(Auszüge aus beschrifteten Bereichsdaten)
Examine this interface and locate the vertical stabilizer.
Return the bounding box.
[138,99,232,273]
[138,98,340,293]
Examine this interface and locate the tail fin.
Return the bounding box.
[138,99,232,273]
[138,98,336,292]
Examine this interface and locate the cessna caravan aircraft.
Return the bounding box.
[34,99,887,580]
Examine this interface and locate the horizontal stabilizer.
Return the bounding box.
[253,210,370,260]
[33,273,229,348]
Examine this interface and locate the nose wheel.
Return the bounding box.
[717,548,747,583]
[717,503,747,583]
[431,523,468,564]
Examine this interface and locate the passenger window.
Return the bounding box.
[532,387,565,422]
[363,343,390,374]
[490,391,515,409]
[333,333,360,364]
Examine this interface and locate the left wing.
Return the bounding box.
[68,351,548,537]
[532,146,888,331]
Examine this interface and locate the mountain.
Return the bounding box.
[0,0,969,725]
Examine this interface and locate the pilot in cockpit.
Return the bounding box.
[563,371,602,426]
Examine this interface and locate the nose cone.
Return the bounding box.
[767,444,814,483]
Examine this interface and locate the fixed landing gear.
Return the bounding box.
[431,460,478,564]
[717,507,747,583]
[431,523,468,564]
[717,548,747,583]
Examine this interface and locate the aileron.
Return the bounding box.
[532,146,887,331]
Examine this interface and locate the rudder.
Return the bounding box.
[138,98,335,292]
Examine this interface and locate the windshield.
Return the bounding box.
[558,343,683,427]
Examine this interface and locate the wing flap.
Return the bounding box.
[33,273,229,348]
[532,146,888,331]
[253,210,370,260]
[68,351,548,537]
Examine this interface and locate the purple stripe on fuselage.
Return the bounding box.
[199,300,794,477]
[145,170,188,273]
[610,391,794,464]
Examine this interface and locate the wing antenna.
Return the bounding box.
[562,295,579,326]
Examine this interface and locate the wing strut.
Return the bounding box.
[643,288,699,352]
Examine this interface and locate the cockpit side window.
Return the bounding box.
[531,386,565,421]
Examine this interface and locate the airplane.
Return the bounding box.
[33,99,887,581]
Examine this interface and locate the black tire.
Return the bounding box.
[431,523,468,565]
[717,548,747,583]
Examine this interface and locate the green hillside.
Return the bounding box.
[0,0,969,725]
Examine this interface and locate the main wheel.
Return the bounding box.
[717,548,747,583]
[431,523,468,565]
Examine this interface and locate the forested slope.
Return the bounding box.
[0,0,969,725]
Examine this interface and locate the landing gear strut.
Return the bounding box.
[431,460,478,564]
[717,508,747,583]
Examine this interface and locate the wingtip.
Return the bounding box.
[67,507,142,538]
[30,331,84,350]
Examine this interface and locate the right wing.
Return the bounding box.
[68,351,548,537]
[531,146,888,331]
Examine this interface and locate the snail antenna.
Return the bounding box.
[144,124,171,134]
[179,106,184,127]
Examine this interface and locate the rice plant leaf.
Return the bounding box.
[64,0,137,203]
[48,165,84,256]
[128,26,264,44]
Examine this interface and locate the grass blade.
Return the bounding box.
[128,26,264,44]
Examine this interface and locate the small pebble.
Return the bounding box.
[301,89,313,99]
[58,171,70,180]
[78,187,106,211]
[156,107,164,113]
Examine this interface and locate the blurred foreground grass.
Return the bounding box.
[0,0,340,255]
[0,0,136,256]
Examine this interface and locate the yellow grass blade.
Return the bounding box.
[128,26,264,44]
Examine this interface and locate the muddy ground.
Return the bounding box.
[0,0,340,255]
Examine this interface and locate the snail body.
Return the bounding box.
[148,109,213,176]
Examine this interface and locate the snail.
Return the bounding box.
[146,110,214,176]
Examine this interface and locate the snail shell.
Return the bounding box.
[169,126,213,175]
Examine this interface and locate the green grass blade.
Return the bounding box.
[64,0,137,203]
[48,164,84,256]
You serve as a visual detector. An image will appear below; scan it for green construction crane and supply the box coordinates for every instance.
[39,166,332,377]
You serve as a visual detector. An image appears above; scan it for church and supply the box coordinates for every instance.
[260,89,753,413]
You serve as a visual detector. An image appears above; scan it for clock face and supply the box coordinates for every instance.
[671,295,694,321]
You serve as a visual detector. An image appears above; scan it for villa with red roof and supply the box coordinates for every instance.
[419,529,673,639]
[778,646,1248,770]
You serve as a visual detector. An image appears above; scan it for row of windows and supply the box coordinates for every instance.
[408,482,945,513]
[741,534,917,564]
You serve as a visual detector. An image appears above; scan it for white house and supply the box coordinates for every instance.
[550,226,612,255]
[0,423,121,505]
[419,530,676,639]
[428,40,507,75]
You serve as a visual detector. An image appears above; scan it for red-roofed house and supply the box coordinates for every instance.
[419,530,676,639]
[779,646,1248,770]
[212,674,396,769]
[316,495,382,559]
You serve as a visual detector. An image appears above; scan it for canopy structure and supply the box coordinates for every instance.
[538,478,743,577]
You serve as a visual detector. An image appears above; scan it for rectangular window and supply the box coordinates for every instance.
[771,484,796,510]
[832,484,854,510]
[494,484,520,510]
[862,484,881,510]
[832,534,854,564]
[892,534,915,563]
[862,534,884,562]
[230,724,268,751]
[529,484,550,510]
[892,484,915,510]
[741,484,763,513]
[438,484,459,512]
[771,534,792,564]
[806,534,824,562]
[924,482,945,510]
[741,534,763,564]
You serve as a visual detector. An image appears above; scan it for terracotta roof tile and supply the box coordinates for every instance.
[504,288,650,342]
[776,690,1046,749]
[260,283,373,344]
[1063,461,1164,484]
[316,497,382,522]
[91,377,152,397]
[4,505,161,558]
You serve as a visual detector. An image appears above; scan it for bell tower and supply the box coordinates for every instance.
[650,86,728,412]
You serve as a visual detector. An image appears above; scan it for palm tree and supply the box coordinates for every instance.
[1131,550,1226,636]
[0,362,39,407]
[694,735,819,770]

• _Die Aufgabe_
Gib alle obigen Datensätze Zeile für Zeile unverändert wieder.

• _Die Ausgabe_
Examine this interface and locate the vertical stabilizer.
Return the bounding box.
[138,99,232,273]
[138,98,340,293]
Examine this interface and locate the tail fin.
Return the bounding box.
[138,99,232,273]
[138,98,336,292]
Examine this interface and locate the cessna caravan aircraft.
Return the bounding box.
[34,99,887,580]
Examine this interface and locate the horizontal stabilizer.
Return the bounding box.
[253,210,370,260]
[33,273,229,348]
Examine this interface and locate the nose wheel.
Return the bounding box.
[717,548,747,583]
[717,503,747,583]
[431,523,468,564]
Examine this interface and locate the passenger window.
Return the bounding box.
[532,387,565,422]
[363,343,390,374]
[490,391,515,409]
[333,333,360,364]
Examine this interface and locate the left wing.
Return the bounding box.
[68,351,548,537]
[532,146,888,331]
Examine this interface and locate the mountain.
Return the bounding box.
[0,0,969,725]
Examine this interface and locate the pilot in cockpit.
Return the bounding box.
[563,371,602,426]
Examine this interface and locate the nose cone.
Return the bounding box.
[767,444,814,483]
Examine this interface and locate the fixed landing gear.
Return the bounding box.
[431,460,478,564]
[717,507,747,583]
[431,523,468,564]
[717,548,747,583]
Examine this interface and locate the aileron.
Return the bounding box.
[532,146,887,331]
Examine this interface and locate the rudder.
Return the bounding box.
[138,98,335,292]
Examine this interface and locate the windshield.
Return the bounding box.
[558,343,683,427]
Examine this interface and locate the wing flap.
Return the bounding box.
[33,273,229,348]
[532,146,888,331]
[253,210,370,260]
[68,351,548,537]
Examine this interface and locate the purple stripe on fuselage.
Return the bounding box.
[199,300,794,477]
[145,170,188,273]
[610,391,794,464]
Examine this interface and locate the wing antenna.
Return the bounding box.
[562,295,579,326]
Examine this interface and locate the wing strut.
Return the bounding box.
[643,288,699,352]
Examine this interface and locate the cockpit side window.
Return the bounding box.
[531,386,565,421]
Examine this interface and locate the airplane.
Return the bounding box.
[33,99,887,581]
Examine this interface and locate the black tire.
Return the bounding box.
[431,523,468,565]
[717,548,747,583]
Examine this interface and locate the green hillside.
Return the bounding box.
[0,0,969,725]
Examine this interface and locate the main wheel.
Return the bounding box.
[717,548,747,583]
[431,523,468,565]
Examine this interface and locate the forested slope.
Return the bounding box.
[0,0,969,725]
Examine this interface and locate the landing gear strut.
Return the bounding box.
[431,460,478,564]
[717,508,747,583]
Examine this interface and locate the wingtip.
Return the bounding box.
[67,507,142,538]
[30,331,84,350]
Examine this interface and locate the right wing.
Return the bounding box.
[68,351,548,537]
[531,146,888,331]
Examine this interface and locate the snail antenna.
Return the bounding box.
[144,124,171,134]
[179,106,184,127]
Examine this interface and locate the rice plant leaf.
Return the bounding box.
[64,0,137,203]
[48,165,84,256]
[128,26,264,44]
Examine this interface and locate the grass blade.
Return the bounding box.
[128,26,264,44]
Examine this interface and locate the small pebble.
Return the bounding box.
[301,89,313,99]
[58,171,70,180]
[78,187,106,211]
[156,107,164,113]
Examine this interface and locate the blurred foreground grass.
Return the bounding box.
[0,0,340,255]
[0,0,136,256]
Examine this interface and locate the yellow grass blade.
Return the bounding box.
[128,26,264,44]
Examine this interface and locate the muddy ground.
Return the bounding box.
[0,0,340,255]
Examine this interface and locate the snail body.
Return the bounding box.
[148,109,213,176]
Examine this interface and locate the snail.
Return the bounding box.
[146,110,214,176]
Examine this interface and locate the snail shell.
Return the bounding box.
[169,126,213,175]
Examine this interface and locate the green grass blade.
Return the bounding box.
[64,0,137,203]
[48,164,84,256]
You serve as a visual detector. An image will appear below; scan it for green construction crane and supply the box coordinates for every instance.
[39,166,332,377]
You serve as a visual detector. An image appears above; scan it for church and supply the box coordinates for every instance.
[260,89,753,413]
You serve as a visual detector. An image appears above; scan it for clock face and supply the box coordinates for every instance.
[671,295,694,321]
You serve as a visual detector. An image appears above; scan it for villa with red roof and supply the box coordinates for every instance.
[419,529,673,639]
[778,646,1248,770]
You serve as a visual detector. An image appears above; scan it for row of windows and supply the box coordinates for every instance.
[408,482,945,513]
[741,534,917,564]
You serve as a visual detector. An image appears above; scan it for white house and supply the box coordinates for every instance.
[550,226,612,255]
[0,423,121,505]
[419,530,676,639]
[428,40,507,75]
You serve as a visual detector. An image appears above; scan it for red-roofed house and supply the box coordinates for every instance.
[419,530,676,639]
[779,646,1248,770]
[212,674,396,769]
[316,495,382,559]
You serve as a visual detector. An image appears above; scan it for canopy structure and supply the box coordinates for every instance.
[538,478,743,577]
You serve as a visual detector. An image appears above; scan it for rectangular window and supply the box coordinates for every instance.
[771,484,796,510]
[832,484,854,510]
[494,484,520,510]
[862,484,881,510]
[832,534,854,564]
[892,534,915,563]
[862,534,884,562]
[230,724,268,751]
[529,484,550,510]
[892,484,915,510]
[741,484,763,513]
[438,484,459,512]
[771,534,792,564]
[806,534,824,562]
[924,482,945,510]
[741,534,763,564]
You serve as a visual detector. An image appears above; scan it for terracotta roof tile and supply the box coordinates for every instance.
[504,288,650,342]
[776,690,1046,749]
[260,283,373,344]
[1063,461,1164,484]
[316,497,382,522]
[91,377,152,397]
[4,505,161,558]
You serve as a visual detector. An image appears above; scan it for bell tower and supply the box coordinates for every instance.
[650,86,728,412]
You serve as a visual detector. An image appears above; scan it for palm tree and supply the box coordinates for every instance.
[1131,550,1226,636]
[0,362,39,407]
[694,735,819,770]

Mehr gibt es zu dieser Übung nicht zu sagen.